What you need to do » Skip the pictures and repeat each line of the data exactly.

Records for this exercise »

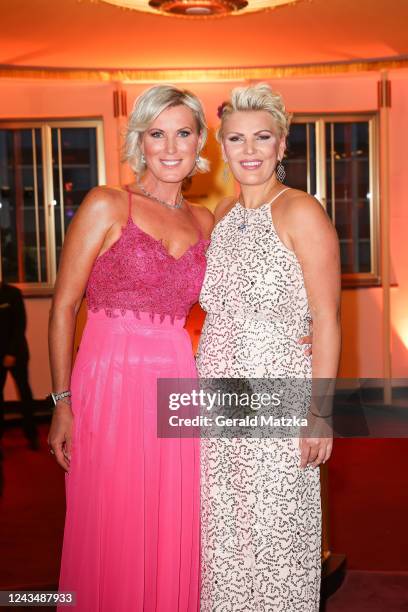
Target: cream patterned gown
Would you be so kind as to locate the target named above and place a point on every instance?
(260, 512)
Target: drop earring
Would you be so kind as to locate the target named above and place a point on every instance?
(280, 171)
(225, 172)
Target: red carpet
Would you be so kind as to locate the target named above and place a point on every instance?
(368, 510)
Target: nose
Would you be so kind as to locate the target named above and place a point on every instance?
(249, 146)
(170, 145)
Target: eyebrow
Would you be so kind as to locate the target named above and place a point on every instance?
(187, 127)
(255, 133)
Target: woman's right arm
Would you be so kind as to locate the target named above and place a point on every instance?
(84, 240)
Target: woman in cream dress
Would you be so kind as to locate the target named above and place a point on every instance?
(273, 268)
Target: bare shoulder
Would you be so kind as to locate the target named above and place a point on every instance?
(302, 211)
(223, 207)
(204, 217)
(102, 201)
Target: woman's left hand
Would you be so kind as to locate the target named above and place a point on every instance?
(315, 451)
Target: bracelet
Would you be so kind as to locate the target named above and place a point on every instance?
(56, 397)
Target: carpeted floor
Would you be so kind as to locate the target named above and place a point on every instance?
(371, 592)
(368, 510)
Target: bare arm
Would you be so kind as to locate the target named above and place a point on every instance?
(204, 218)
(85, 237)
(315, 243)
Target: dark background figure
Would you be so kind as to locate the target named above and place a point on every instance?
(14, 356)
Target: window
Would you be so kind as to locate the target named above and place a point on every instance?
(334, 158)
(46, 168)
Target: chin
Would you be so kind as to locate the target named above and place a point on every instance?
(252, 179)
(171, 176)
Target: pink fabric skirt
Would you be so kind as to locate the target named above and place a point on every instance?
(131, 540)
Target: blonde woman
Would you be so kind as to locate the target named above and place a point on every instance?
(272, 268)
(131, 538)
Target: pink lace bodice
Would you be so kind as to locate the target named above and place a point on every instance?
(137, 273)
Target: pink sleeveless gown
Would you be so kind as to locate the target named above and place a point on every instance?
(131, 540)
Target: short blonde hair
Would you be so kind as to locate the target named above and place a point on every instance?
(146, 108)
(256, 97)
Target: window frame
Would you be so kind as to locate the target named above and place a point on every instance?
(46, 288)
(356, 279)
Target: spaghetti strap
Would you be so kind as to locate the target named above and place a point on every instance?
(130, 193)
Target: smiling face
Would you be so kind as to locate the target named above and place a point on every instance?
(171, 144)
(252, 146)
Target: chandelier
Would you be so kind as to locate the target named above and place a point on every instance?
(199, 8)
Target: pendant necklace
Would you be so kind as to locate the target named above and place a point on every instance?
(159, 200)
(244, 223)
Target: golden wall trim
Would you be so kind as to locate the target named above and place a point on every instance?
(201, 74)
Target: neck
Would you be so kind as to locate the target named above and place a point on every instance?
(169, 192)
(253, 196)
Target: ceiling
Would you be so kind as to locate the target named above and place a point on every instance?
(88, 34)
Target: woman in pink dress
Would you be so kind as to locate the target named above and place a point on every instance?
(131, 539)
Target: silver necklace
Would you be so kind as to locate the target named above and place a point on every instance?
(244, 223)
(159, 200)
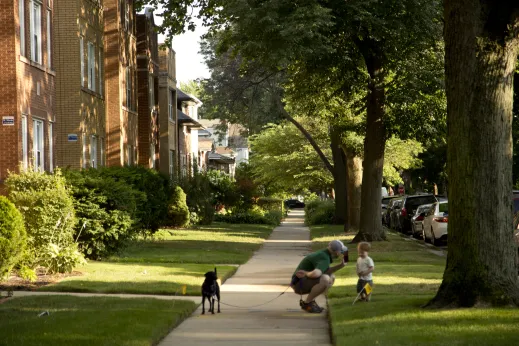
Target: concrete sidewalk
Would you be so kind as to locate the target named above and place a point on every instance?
(264, 277)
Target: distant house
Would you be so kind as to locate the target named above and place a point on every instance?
(188, 127)
(228, 139)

Output »
Target: cream patterned gown
Would you be so kind as to locate the target named above and place a point on every instance?
(260, 512)
Target: drop earring
Would you be so kind as to locate the target named above and place a point on every instance?
(280, 171)
(225, 172)
Target: red carpet
Would you be so kind as to locate the target named above and place a point on every instance?
(368, 510)
Target: nose
Would you be so kind as to locate the target named above and place a point on every instance?
(249, 146)
(170, 145)
Target: eyebrow
Would you be so kind as to locate the target named above and place a point on every instance?
(187, 127)
(255, 133)
Target: woman's right arm
Would you be so kind as to locate the target named above and place a point on every instance?
(84, 240)
Target: woman in cream dress
Would you be so kind as to locate the target named above and place a point on every instance?
(273, 268)
Target: bare shoulder
Would you be so kind as to locate the target named above and place a point on every instance?
(302, 211)
(223, 207)
(204, 217)
(102, 201)
Target: woman's left hand
Would you be so kind as to locate the target named above and place a point on every instance?
(315, 451)
Target: bracelet
Would you be so kind as to locate the target named above and place a point on every instance?
(56, 397)
Target: carpeted floor
Would you be so kind as to locate the target named above and place a point on every instance?
(371, 592)
(368, 510)
Target: bare arm
Would you be so kind as to locate the target named above and place a point on every instance?
(204, 218)
(85, 237)
(315, 243)
Target: dark background figure
Would you be so kind as to locate the target named above and place a point on every instance?
(14, 356)
Target: window
Would you be so kind as to locate the target named above and place a point on every instance?
(334, 158)
(46, 168)
Target: chin
Would you be so kind as to locate the target named above and place a point on every instance?
(252, 179)
(171, 176)
Target: pink fabric skirt
Would you be so kind as to locate the target named above and place a point on every instance?
(131, 540)
Target: blonde woman
Would you be so kind as to locate the target named above and place a point on every instance?
(272, 268)
(131, 538)
Target: pink lace bodice
Would you be so kind as to locate the target named above and place a point on every instance?
(137, 273)
Target: pink sleeveless gown
Would you be so kind as to locate the target named above and place a point on every instance?
(131, 540)
Target: short blonde hair
Would you be so kind as to locate the target named above and place a point on every instance?
(146, 108)
(256, 97)
Target: window frame
Would you be so kind as to locate the target named above and place a point on every instance?
(46, 288)
(356, 279)
Target: spaghetti strap
Would you be so kind as to locate the target named above and place a point on every instance?
(130, 193)
Target: smiling face
Would you be so kind as to locate the target named above and place a point on every instance?
(171, 144)
(252, 146)
Target: chandelier
Would you be so kind as to locate the target named above and place a point on every instance?
(199, 8)
Target: pendant necklace
Would you be so kind as to locate the target named above and place a point on every instance?
(159, 200)
(244, 223)
Target: golden wall trim
Would you be so kind as to locate the target named above and place a point on every instance?
(201, 74)
Target: neck
Would you be so kind as to locate the target named above and place a point on every instance?
(169, 192)
(253, 196)
Target: ceiling
Would you be so kind as to locate the target named above and place a point on every instance?
(88, 34)
Target: woman in pink dress
Would you be so kind as to locate the target named above and place a point on every instance?
(131, 539)
Target: silver necklace
Would you be so kind as to locate the target named above and place a point on every instance?
(244, 223)
(159, 200)
Target: concrete sidewalk
Would you be so kind as to locate the target named above and place a point on every instance?
(264, 277)
Target: distant house
Would you be so kind as to locate the target named above and place a point on every instance?
(188, 127)
(228, 139)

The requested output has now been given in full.